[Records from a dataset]
··········

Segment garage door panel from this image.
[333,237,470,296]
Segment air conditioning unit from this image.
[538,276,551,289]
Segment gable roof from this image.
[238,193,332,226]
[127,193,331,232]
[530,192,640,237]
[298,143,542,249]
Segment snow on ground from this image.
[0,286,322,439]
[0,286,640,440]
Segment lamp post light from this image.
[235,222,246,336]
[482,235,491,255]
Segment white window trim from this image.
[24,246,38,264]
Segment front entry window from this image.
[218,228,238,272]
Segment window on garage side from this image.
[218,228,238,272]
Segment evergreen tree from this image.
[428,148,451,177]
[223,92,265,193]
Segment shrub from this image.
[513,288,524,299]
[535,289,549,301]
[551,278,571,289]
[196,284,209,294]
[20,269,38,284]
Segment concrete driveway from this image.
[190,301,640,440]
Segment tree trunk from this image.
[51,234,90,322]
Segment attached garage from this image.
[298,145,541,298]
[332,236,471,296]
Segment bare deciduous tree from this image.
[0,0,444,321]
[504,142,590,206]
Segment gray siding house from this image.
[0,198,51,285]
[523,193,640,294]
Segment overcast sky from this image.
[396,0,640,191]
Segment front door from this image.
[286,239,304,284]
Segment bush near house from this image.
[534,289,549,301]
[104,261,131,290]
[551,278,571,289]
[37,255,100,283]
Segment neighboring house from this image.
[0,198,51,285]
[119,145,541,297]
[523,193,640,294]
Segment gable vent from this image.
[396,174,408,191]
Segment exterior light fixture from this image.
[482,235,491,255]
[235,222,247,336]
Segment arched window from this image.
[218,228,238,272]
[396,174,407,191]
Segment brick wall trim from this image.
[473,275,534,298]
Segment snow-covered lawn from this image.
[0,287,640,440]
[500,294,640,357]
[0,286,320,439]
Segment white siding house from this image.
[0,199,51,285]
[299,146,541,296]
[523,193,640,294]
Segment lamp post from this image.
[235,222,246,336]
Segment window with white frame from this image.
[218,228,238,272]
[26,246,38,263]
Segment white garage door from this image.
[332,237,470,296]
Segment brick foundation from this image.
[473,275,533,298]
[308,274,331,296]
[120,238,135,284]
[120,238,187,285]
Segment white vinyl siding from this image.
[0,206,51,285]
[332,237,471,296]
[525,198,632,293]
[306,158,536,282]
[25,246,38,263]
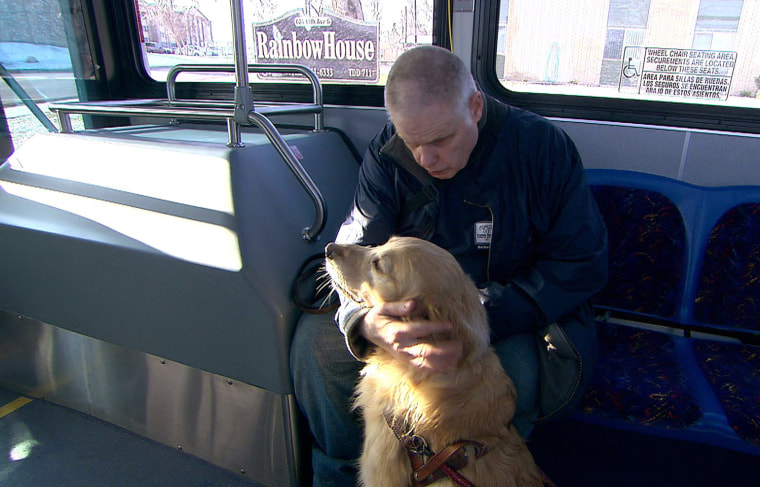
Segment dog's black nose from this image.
[325,242,335,259]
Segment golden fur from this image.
[326,237,543,487]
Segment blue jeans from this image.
[290,313,539,487]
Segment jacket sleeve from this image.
[483,128,607,339]
[335,124,400,360]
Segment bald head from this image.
[385,46,477,119]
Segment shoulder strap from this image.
[381,135,439,216]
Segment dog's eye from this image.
[371,257,383,274]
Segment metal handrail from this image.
[50,100,327,242]
[50,0,327,242]
[166,64,325,131]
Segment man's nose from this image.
[417,145,438,169]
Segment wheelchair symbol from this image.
[623,57,639,78]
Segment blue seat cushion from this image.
[580,322,702,428]
[694,340,760,446]
[694,203,760,330]
[591,185,686,318]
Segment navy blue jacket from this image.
[336,96,607,357]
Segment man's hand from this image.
[359,301,462,373]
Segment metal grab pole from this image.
[230,0,253,125]
[249,112,327,242]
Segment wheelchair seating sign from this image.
[619,47,736,101]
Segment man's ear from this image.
[469,91,483,123]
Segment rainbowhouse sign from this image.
[253,10,378,82]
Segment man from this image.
[291,46,607,486]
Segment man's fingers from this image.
[374,301,415,318]
[402,341,462,372]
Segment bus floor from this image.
[0,388,760,487]
[0,389,261,487]
[528,419,760,487]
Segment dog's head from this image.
[325,237,490,360]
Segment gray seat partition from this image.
[0,126,358,394]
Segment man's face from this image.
[391,93,483,179]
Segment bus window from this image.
[495,0,760,108]
[135,0,434,85]
[0,0,85,154]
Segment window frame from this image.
[109,0,451,111]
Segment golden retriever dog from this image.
[325,237,544,487]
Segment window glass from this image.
[136,0,434,84]
[495,0,760,107]
[0,0,84,154]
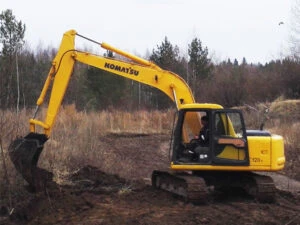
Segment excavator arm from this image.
[30,30,195,136]
[9,30,200,189]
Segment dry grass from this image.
[0,100,300,204]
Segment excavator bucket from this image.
[8,133,50,191]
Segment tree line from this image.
[0,10,300,110]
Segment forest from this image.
[0,9,300,111]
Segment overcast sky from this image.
[0,0,293,63]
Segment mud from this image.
[0,136,300,225]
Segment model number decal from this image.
[251,158,262,163]
[104,62,139,76]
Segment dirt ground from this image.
[0,135,300,225]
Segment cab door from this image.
[211,110,249,166]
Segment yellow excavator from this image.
[9,30,285,202]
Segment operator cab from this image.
[172,108,249,166]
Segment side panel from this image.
[247,136,272,166]
[271,135,285,170]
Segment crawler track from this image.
[152,171,208,204]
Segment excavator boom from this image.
[9,30,199,189]
[9,30,285,202]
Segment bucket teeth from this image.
[8,133,48,190]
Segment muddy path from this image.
[0,135,300,225]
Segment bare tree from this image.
[290,0,300,59]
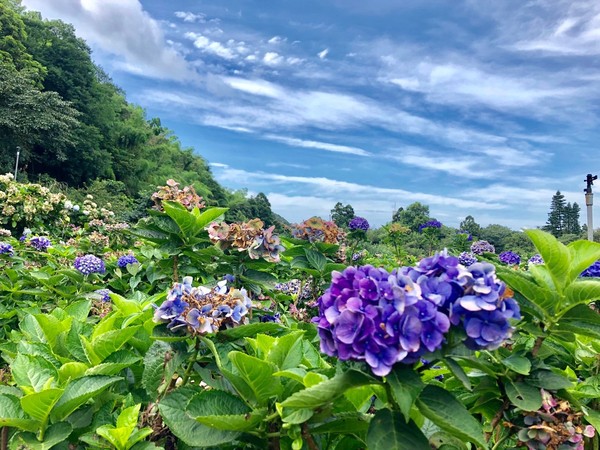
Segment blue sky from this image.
[23,0,600,229]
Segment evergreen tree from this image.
[331,202,354,228]
[544,191,567,237]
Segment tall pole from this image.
[15,146,21,181]
[583,173,598,242]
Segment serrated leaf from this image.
[281,370,379,409]
[52,375,122,421]
[504,380,542,411]
[366,409,431,450]
[158,387,239,447]
[386,364,425,422]
[501,354,531,375]
[417,385,488,449]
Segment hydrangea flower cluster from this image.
[292,217,344,244]
[274,279,312,300]
[471,241,496,255]
[517,389,596,450]
[27,236,52,252]
[498,250,521,266]
[579,261,600,277]
[348,216,369,231]
[154,277,252,334]
[151,180,205,211]
[419,220,442,233]
[527,253,544,265]
[73,255,106,275]
[207,219,285,262]
[313,251,520,376]
[117,255,139,268]
[458,252,477,267]
[0,242,14,256]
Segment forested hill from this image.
[0,0,239,212]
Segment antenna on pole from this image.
[583,173,598,241]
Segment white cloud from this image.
[263,52,283,66]
[23,0,198,81]
[317,48,329,59]
[175,11,206,23]
[261,134,370,156]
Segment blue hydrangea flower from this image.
[348,216,370,231]
[580,261,600,277]
[73,255,106,275]
[498,250,521,266]
[458,252,477,267]
[471,241,496,255]
[0,242,14,256]
[419,220,442,233]
[117,255,139,268]
[29,236,52,252]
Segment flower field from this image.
[0,175,600,450]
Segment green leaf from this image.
[0,394,40,431]
[281,370,379,409]
[504,380,542,411]
[496,267,558,319]
[17,422,73,450]
[565,280,600,305]
[10,353,58,392]
[20,388,64,428]
[386,364,425,422]
[525,229,571,292]
[444,358,472,391]
[555,305,600,339]
[228,351,282,406]
[304,248,327,273]
[52,375,122,421]
[525,370,573,391]
[567,240,600,281]
[158,387,239,447]
[501,354,531,375]
[142,341,173,397]
[367,409,431,450]
[417,385,488,448]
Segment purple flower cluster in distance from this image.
[29,236,52,252]
[527,253,544,265]
[313,251,520,376]
[73,255,106,275]
[580,261,600,277]
[498,250,521,266]
[419,220,442,233]
[458,252,477,267]
[348,216,369,231]
[0,242,14,256]
[117,255,139,268]
[471,241,496,255]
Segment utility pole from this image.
[583,173,598,242]
[15,145,21,181]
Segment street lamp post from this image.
[583,173,598,241]
[15,145,21,181]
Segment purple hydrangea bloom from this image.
[94,289,110,302]
[0,242,14,256]
[580,261,600,277]
[471,241,496,255]
[117,255,139,268]
[29,236,52,252]
[73,255,106,275]
[458,252,477,267]
[498,250,521,266]
[527,253,544,265]
[419,220,442,233]
[348,216,369,231]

··········

▶ Instruction
Please copy the records starting at the line containing "Segment tree trunk from this image." and ending at the line containing "[504,142,590,206]". Shift every bounding box coordinate by -47 and leave all other lines unchanged.

▶ Task response
Segment tree trunk from this image.
[4,187,43,275]
Segment attached garage from this image.
[251,98,494,251]
[285,189,424,249]
Segment bare deciduous tree from this image.
[-47,-47,397,274]
[457,95,543,159]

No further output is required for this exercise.